------ PASSAGE FOR REVIEW

Death Doulas Are Gaining in Popularity

These death “midwives” ease clients through the process of dying and grieving

Two hands touching as expression of death doula support.

    • Death doulas offer emotional and practical support to both the dying and their loved ones.
    Credit: Alexander Grey

The title “death doula” may still be a novel term for many people. But these death midwives, as they are sometimes described, are growing in number and acceptance as more people discover their value in navigating end-of-life challenges.

As the Cleveland Clinic defines it, a death doula — also known as an end-of-life doula, end-of-life coach, or death coach — assists a dying person and their loved ones before, during and after death. They provide emotional and physical support, as well as education about the dying process.

The term “doula,” which has been used since the mid-1970s to describe a birth midwife, was first applied to someone providing end-of-life support around 2000. Henry Fersko-Weiss is credited with creating the first end-of-life doula program in the United States at a New York City hospice in 2003. He later became a co-founder of the International End of Life Doula Association (INELDA), one of a handful of organizations formed in the past 15 years to train and promote death doulas. The National End-of-Life Doula Alliance (NEDA), formed in 2017, also plays a key role in educating death doulas as well as advocating for broader integration of doulas into end-of-life care.

------------
------ SUPPLIED ENTRIES

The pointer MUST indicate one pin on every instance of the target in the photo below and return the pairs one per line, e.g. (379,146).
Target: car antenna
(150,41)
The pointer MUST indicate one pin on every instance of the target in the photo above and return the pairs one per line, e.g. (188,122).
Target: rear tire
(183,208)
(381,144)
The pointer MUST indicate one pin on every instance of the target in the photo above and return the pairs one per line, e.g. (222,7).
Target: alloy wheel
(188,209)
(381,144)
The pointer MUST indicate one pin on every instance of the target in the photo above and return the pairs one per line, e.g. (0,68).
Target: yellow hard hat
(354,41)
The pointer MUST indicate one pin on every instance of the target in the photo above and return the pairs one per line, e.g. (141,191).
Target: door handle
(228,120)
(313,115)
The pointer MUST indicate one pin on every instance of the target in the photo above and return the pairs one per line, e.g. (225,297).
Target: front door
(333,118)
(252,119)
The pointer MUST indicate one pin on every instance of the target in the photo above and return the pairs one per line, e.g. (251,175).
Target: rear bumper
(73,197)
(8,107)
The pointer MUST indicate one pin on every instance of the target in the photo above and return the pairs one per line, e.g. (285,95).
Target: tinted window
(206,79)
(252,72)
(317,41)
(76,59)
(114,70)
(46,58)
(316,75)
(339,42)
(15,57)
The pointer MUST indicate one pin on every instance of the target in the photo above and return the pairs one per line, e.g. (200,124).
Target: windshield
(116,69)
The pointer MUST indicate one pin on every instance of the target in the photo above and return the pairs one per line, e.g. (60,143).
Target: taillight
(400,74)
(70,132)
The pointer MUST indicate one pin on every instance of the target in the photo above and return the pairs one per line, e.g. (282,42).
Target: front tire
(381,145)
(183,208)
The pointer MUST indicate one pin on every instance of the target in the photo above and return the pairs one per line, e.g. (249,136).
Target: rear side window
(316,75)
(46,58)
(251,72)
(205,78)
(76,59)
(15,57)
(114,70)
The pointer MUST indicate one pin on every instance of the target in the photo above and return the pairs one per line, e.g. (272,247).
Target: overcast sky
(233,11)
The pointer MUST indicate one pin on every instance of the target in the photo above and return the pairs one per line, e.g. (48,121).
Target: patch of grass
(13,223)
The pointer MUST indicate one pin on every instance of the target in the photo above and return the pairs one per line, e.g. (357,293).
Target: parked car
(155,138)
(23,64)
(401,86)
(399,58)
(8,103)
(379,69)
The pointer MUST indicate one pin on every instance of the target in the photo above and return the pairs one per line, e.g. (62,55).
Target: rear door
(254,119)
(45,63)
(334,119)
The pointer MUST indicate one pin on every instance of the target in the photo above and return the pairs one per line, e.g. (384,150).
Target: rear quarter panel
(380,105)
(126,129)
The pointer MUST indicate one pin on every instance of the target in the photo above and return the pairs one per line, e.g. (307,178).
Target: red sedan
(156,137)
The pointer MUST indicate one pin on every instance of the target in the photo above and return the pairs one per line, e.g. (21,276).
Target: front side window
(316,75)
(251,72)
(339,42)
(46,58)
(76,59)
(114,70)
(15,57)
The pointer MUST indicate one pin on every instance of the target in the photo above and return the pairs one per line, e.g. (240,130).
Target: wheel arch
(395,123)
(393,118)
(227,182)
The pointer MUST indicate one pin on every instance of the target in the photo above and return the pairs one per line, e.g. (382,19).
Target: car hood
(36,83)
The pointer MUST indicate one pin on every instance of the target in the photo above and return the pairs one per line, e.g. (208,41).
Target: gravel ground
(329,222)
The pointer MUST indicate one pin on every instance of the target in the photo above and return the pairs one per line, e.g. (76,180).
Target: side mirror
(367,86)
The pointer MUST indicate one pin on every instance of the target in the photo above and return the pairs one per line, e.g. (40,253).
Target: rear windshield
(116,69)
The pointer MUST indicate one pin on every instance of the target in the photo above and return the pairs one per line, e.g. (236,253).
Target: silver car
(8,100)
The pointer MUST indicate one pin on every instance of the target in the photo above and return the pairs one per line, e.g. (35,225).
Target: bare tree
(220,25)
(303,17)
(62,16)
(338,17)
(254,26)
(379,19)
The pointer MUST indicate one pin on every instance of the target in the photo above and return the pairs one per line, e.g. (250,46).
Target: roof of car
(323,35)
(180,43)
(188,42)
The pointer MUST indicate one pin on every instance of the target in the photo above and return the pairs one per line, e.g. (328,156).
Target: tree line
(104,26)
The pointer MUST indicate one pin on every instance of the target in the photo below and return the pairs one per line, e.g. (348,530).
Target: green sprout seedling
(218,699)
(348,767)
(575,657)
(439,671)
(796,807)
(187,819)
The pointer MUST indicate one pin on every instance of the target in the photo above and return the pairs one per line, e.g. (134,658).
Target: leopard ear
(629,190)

------------

→ **EXERCISE SET**:
- A) From the passage on death doulas, extract the words starting with "Credit: Alexander Grey" and going on through "the dying process.".
- B) Answer these questions using the passage on death doulas:
(i) Which institution's definition of a death doula does the passage cite?
(ii) In what year and at what kind of facility was the first end-of-life doula program in the United States created?
(iii) In what year was the National End-of-Life Doula Alliance formed?
- C) Carry on the passage on death doulas, beginning after its final sentence.

→ **EXPECTED OUTPUTS**:
- A)
Credit: Alexander Grey

The title “death doula” may still be a novel term for many people. But these death midwives, as they are sometimes described, are growing in number and acceptance as more people discover their value in navigating end-of-life challenges.

As the Cleveland Clinic defines it, a death doula — also known as an end-of-life doula, end-of-life coach, or death coach — assists a dying person and their loved ones before, during and after death. They provide emotional and physical support, as well as education about the dying process.

- B)
(i) The Cleveland Clinic
(ii) In 2003, at a New York City hospice
(iii) 2017

- C)
Training provided by these associations typically includes how to help the dying cope with end-of-life anxiety, how to plan their funeral, how to wrap up their worldly affairs, and how to help loved ones process the impending death, including young children experiencing the loss of a parent or grandparent.

Death doulas are there to serve the desires of their clients, whether they want a hospice setting and a traditional funeral and burial, or express interest in other options that are gaining popularity. For example, death doula Shelby Kirllin, a program development manager for INELDA, told the San Antonio Express that she sees the rising awareness of doulas as part of a “death positive movement,” where families are returning to the tradition of supporting their dying loved ones at home and engaging with death on a more personal level.

Relatives grieving a death find support from death doulas.

Death doulas help ease the grieving process for family members.
Credit: cottonbro studio

“In the last 100-plus years in our Western culture, that has been taken away from us,” said Kirillin, who is an end-of-life doula in Richmond, Virginia. “How to be with someone who was dying, how to touch them. That was something that we knew how to do.”

Dying at home can also extend to funerals at home, a possibility that many people probably haven’t considered. But as the California doula service Full Circle of Living and Dying states on its website, “Keeping or bringing a loved one home after death is legal in every state for bathing, dressing, private viewing and ceremony as the family chooses.”

Making clients aware of this option to a traditional funeral sparked a reaction from the California Cemetery and Funeral Bureau in 2019. The Bureau sought to block Full Circle of Living and Dying from operating unless its owners became funeral directors, which was an extremely costly undertaking and had nothing to do with the services they provided. The non-profit’s founders Amber Hill and Akhila Murphy sued for the right to operate as a doula service and won in 2023, setting a nationwide precedent.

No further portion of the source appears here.